Which lines of the records contain "instance"? Collect every one of them.

Records from a collection:
:::::
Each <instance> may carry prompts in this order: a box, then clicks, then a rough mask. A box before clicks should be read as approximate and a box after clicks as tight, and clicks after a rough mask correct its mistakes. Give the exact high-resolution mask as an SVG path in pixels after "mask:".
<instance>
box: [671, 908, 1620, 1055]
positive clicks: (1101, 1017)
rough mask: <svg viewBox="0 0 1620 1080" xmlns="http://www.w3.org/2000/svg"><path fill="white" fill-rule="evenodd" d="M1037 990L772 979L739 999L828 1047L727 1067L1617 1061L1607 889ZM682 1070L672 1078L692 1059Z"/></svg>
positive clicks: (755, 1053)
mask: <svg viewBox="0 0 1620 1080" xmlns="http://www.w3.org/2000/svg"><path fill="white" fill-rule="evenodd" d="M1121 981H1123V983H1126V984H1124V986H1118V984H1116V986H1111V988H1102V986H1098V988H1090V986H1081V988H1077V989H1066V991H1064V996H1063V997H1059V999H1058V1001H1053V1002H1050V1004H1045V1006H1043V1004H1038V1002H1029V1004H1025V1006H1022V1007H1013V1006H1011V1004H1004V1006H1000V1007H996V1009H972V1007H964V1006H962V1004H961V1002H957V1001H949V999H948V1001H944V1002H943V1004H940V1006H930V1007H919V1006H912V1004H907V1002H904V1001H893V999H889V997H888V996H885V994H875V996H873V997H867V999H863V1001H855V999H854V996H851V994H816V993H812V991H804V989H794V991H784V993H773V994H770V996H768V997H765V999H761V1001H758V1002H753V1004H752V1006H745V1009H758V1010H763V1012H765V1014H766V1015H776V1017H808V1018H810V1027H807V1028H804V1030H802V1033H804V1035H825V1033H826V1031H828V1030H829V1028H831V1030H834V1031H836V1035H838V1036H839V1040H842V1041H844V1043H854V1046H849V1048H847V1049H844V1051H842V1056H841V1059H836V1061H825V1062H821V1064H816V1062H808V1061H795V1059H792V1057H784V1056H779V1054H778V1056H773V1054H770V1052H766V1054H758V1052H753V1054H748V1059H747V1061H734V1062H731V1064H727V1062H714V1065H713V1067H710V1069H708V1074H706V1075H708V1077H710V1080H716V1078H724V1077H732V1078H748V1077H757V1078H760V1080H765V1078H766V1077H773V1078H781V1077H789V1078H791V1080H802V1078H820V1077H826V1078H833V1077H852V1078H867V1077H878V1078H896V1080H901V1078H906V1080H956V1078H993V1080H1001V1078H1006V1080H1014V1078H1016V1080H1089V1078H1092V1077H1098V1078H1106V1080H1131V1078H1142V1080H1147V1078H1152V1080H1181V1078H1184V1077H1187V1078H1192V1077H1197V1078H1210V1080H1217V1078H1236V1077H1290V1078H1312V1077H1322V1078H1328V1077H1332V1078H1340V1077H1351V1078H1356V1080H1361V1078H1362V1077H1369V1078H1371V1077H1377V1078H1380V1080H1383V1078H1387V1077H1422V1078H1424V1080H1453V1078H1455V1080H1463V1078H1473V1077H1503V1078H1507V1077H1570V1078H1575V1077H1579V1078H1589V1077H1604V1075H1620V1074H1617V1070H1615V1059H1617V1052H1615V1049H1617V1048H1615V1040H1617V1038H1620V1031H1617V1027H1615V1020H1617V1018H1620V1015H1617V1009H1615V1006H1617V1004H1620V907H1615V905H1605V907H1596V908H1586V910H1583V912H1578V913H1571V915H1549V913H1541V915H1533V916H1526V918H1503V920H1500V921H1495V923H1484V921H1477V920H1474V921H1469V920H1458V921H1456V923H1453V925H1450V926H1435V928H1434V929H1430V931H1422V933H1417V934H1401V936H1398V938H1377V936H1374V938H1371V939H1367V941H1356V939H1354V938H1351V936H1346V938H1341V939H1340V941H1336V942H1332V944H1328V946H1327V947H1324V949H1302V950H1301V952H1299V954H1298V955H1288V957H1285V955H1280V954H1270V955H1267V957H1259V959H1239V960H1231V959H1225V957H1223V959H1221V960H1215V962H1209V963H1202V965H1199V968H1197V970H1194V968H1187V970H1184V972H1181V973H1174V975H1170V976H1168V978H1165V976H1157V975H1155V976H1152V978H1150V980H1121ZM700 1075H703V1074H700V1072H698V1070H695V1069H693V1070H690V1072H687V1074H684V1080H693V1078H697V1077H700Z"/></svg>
:::::
§ **Your response**:
Each <instance> may carry prompts in this order: a box, then clicks, then a rough mask. A box before clicks should be read as approximate and a box after clicks as tight, and clicks after a rough mask correct its mistakes. Give the exact high-resolution mask as an SVG path in pixels after "mask:".
<instance>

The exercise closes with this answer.